START DATA

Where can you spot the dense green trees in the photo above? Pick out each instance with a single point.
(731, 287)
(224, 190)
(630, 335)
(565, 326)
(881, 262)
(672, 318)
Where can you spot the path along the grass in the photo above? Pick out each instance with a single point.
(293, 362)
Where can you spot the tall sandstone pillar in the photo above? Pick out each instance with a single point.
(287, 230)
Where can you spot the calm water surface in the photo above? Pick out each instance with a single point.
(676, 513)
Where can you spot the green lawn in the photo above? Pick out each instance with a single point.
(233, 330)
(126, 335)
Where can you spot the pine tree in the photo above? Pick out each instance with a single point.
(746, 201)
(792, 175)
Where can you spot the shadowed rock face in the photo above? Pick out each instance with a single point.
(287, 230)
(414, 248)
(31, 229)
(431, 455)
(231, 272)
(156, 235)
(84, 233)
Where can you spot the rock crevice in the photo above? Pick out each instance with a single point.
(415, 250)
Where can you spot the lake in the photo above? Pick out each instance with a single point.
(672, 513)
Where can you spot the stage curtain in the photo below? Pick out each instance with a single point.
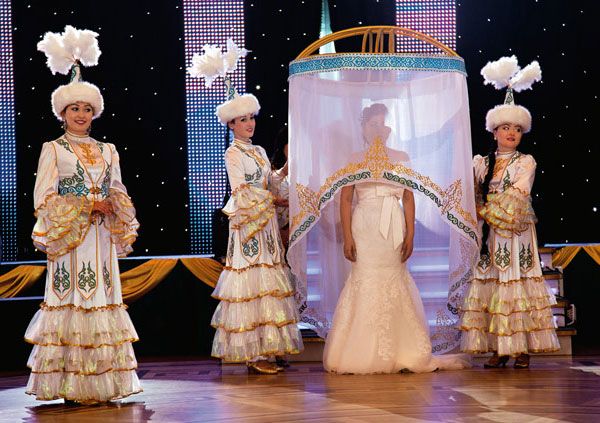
(135, 282)
(138, 281)
(593, 251)
(562, 257)
(19, 279)
(205, 269)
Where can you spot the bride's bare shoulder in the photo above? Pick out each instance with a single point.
(397, 155)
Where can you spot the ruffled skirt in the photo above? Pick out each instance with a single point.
(508, 306)
(257, 315)
(84, 355)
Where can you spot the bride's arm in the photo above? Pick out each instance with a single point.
(408, 203)
(346, 218)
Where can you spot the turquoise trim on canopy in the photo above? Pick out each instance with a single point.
(376, 61)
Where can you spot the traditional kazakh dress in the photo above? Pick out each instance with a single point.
(82, 333)
(508, 307)
(257, 315)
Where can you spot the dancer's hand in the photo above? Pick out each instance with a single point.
(406, 250)
(350, 249)
(281, 202)
(104, 207)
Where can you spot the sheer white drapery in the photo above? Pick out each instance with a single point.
(429, 116)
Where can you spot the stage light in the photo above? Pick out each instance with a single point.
(436, 18)
(8, 165)
(208, 22)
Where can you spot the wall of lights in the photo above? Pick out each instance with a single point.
(8, 166)
(208, 22)
(436, 18)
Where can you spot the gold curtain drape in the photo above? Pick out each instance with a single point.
(19, 279)
(207, 271)
(135, 282)
(564, 256)
(143, 278)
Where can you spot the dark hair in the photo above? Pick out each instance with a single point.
(485, 189)
(374, 109)
(281, 140)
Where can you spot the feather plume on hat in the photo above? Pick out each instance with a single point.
(65, 53)
(505, 72)
(214, 64)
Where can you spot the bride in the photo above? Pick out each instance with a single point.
(379, 324)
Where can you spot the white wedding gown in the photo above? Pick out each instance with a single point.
(379, 325)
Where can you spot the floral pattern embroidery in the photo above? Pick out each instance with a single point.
(525, 257)
(104, 188)
(230, 248)
(87, 278)
(502, 256)
(506, 181)
(250, 248)
(484, 262)
(106, 276)
(270, 243)
(61, 281)
(64, 144)
(74, 184)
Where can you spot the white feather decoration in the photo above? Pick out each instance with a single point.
(63, 50)
(82, 44)
(59, 60)
(209, 65)
(232, 56)
(525, 78)
(498, 73)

END DATA

Start at the line containing "Where can you spot the traditional". Repeat it and each line after it, word for word, to the end of the records.

Where can you spot the traditional kazakh dress in the photo above? Pick out each instance with a single point.
(82, 333)
(508, 307)
(257, 315)
Where can you spot the dancer's hand in the photo above? Pick out each instance with a single point.
(406, 250)
(350, 249)
(281, 202)
(104, 207)
Where can you spot the sheer white drapery in the photo above? Pick out each instance with a single point.
(429, 116)
Where can you spot the stage light in the photo above? Pick out each instance with a single point.
(436, 18)
(8, 165)
(208, 22)
Where can you spot the wall of lights in the photo above? Pick out each instance with a single point.
(8, 166)
(208, 22)
(436, 18)
Where can you spot the gold curtain drape in the photo above? Pick out each instance with a single point.
(19, 279)
(207, 271)
(135, 282)
(564, 256)
(143, 278)
Where can you spot the dark hair in the photo above? Pick out each instance with a single point.
(485, 189)
(374, 109)
(281, 140)
Where can you spot the feather plume on hat in the photo above? Pick out each instance with a single point.
(65, 53)
(505, 72)
(214, 64)
Where can you spot the bride in the photo above? Pick out each instance with a single point.
(379, 324)
Where can you spot the white wedding gown in the photo above? Pick out each instance with a single point.
(379, 325)
Where can you spot the floral pattern embroidery in the photo above? Pick out each instance with a single point.
(525, 257)
(104, 188)
(230, 248)
(87, 278)
(502, 256)
(506, 181)
(250, 248)
(484, 262)
(106, 276)
(270, 243)
(61, 281)
(64, 144)
(74, 184)
Where can you spot the white feather decoration in the photo above? Pick out each instance with a single point.
(63, 50)
(82, 44)
(59, 60)
(209, 65)
(232, 56)
(525, 78)
(498, 73)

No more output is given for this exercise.